**TASK OBJECTIVE:** Look at each line of the listing. Copy those that hold the string "fish".

**DATA FOR ANALYSIS:**

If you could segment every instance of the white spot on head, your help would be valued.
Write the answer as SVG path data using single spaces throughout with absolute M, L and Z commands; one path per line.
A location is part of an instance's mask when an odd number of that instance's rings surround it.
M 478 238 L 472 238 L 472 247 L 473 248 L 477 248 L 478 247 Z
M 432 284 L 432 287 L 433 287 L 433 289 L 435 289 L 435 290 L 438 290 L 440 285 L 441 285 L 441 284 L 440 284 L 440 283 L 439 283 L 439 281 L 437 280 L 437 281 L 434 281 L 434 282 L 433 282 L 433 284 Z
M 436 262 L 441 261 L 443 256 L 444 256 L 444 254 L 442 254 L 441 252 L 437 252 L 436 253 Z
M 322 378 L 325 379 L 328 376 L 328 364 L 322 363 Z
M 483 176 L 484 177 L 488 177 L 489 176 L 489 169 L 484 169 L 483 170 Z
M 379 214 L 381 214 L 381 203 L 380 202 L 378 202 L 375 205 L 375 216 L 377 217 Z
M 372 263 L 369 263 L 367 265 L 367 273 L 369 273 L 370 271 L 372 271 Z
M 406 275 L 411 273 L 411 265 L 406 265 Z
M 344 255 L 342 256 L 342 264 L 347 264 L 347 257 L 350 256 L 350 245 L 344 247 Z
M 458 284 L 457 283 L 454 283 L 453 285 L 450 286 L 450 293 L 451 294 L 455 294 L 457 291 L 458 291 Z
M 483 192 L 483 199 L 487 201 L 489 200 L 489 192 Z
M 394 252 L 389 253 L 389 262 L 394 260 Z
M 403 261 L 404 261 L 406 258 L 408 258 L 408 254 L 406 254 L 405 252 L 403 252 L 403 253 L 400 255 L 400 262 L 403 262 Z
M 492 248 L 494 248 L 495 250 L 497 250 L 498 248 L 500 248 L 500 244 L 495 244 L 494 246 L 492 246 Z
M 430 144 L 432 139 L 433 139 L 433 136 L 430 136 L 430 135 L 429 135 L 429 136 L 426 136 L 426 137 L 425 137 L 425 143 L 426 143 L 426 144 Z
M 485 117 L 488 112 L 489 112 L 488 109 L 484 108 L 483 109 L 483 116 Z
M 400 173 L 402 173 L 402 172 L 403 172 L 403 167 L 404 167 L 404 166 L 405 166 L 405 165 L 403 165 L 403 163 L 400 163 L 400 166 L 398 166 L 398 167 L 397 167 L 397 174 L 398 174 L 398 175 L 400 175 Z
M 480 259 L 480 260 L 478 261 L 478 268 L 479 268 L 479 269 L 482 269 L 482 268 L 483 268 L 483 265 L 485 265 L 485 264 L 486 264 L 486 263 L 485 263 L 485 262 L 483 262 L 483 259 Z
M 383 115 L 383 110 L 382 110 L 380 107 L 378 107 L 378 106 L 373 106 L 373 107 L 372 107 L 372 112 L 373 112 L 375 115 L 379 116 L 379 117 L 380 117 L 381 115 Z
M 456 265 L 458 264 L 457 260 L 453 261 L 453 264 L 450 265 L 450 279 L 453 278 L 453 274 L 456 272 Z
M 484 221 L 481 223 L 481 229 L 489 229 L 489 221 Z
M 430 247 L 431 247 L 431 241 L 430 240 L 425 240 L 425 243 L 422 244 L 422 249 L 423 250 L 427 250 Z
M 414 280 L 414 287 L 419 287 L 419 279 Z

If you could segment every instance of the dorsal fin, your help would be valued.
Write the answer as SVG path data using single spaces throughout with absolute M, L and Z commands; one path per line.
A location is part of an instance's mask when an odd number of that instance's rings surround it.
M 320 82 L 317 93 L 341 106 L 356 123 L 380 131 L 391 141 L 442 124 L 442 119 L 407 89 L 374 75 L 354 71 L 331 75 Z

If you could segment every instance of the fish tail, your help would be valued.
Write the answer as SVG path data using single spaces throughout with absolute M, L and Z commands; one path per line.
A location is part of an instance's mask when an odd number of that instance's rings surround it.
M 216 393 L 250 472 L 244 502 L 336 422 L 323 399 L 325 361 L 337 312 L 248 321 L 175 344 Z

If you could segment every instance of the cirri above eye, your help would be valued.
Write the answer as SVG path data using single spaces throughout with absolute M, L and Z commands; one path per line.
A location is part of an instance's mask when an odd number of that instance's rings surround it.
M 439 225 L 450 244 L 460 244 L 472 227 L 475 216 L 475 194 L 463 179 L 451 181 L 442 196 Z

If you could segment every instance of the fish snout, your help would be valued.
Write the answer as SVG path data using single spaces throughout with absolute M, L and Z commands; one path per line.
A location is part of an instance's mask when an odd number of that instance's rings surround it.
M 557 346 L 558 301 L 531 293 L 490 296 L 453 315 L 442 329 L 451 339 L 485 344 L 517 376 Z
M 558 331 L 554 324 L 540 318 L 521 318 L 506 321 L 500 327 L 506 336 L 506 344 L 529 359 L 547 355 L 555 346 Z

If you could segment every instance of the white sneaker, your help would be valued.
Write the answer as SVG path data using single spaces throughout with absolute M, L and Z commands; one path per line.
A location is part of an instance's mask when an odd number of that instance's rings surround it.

**TASK RESULT:**
If you could segment every instance of the fish tail, your help would be valued.
If you could segment every instance of the fish snout, your help would be valued.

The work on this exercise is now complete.